◆ Passage shown ◆

• • •

Re: [HACKERS] V2 of PITR performance improvement for 8.4

2008-12-26 Thread Koichi Suzuki
I'm now writing v3 patch of PITR improvement, to work with sync.rep
and Hot Standby.Would like to change the thread.

2008/12/12 Pavan Deolasee pavan.deola...@gmail.com:
 On Fri, Dec 12, 2008 at 9:08 AM, Koichi Suzuki koichi@gmail.com wrote:
 Hmmm,  it's really like pg_readahead needs to be included in the core.
   I don't think it's a big work and will try to do this.


 Yes, I think it's best to have it in core. I would actually combine it
 with the other idea of reading xlog files directly into xlog buffers
 during recovery.

 Thanks,
 Pavan

 --
 Pavan Deolasee
 EnterpriseDB http://www.enterprisedb.com




-- 
--
Koichi Suzuki

-- 
Sent via pgsql-hackers mailing list (pgsql-hackers@postgresql.org)
To make changes to your subscription:
http://www.postgresql.org/mailpref/pgsql-hackers


Re: [HACKERS] V2 of PITR performance improvement for 8.4

2008-12-11 Thread Koichi Suzuki
Hmmm,  it's really like pg_readahead needs to be included in the core.
   I don't think it's a big work and will try to do this.

2008/12/9 Fujii Masao masao.fu...@gmail.com:
 Hi,

 On Mon, Dec 8, 2008 at 2:54 PM, Koichi Suzuki koichi@gmail.com wrote:
 I understood your point.  In the case of synchronous replication,
 because slave fails over when master crashes,  there're no need to
 leave FPW from the beginning.

• • •

◆ Pointing dataset excerpts ◆
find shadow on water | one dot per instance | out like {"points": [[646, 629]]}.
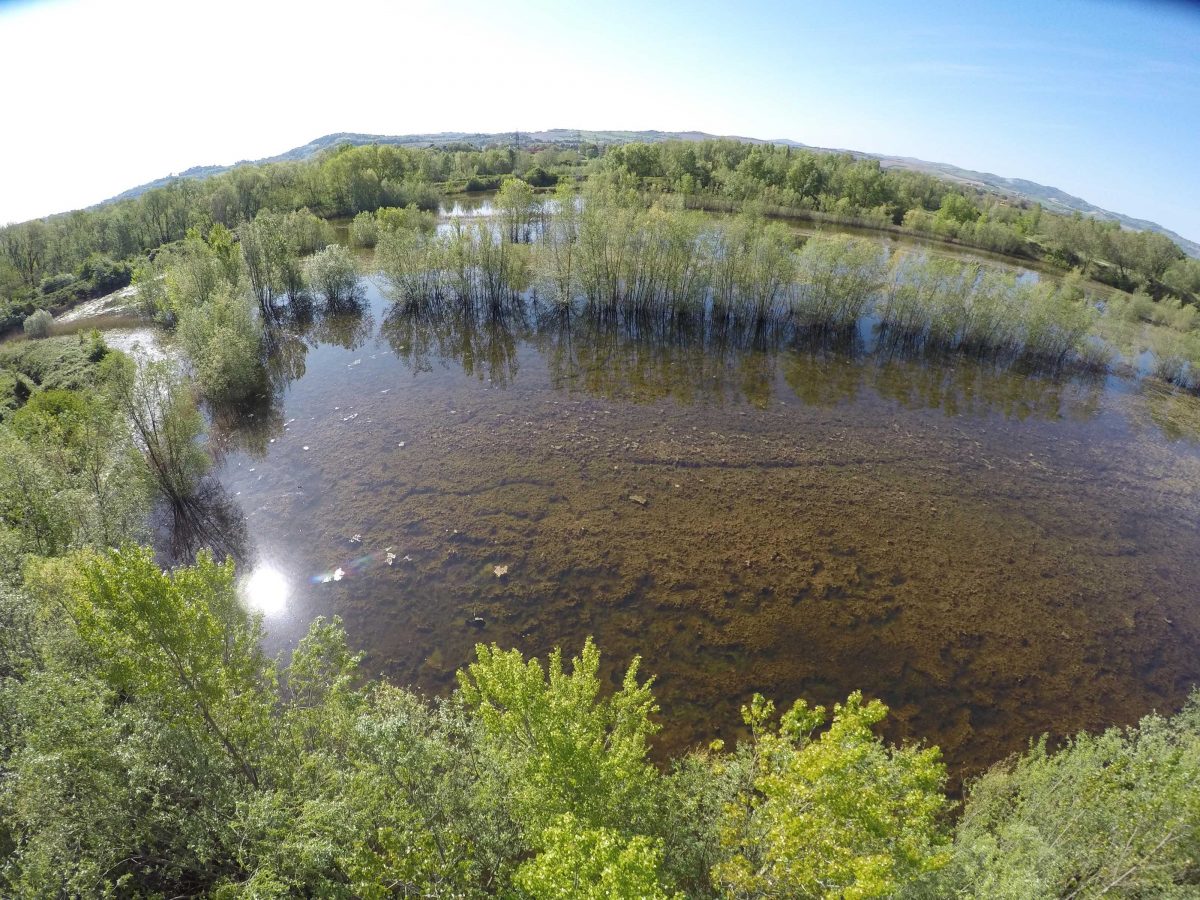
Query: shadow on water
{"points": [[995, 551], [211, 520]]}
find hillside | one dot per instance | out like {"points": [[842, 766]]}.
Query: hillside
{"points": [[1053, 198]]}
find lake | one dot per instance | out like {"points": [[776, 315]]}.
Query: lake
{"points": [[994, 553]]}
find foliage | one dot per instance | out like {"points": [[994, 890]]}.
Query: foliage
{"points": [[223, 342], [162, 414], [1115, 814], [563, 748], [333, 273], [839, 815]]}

• • •

Does each statement agree with the mailing list thread on PITR performance improvement? Answer yes or no for each, and quote the deciding words. (a) Koichi Suzuki is writing a v3 patch of the PITR improvement. (b) Pavan Deolasee thinks pg_readahead is best kept outside the core. (c) Koichi Suzuki expects adding pg_readahead to the core to be a big job.

◆ Solution ◆
(a) Yes: "I'm now writing v3 patch of PITR improvement"
(b) No: "Yes, I think it's best to have it in core."
(c) No: "I don't think it's a big work and will try to do this."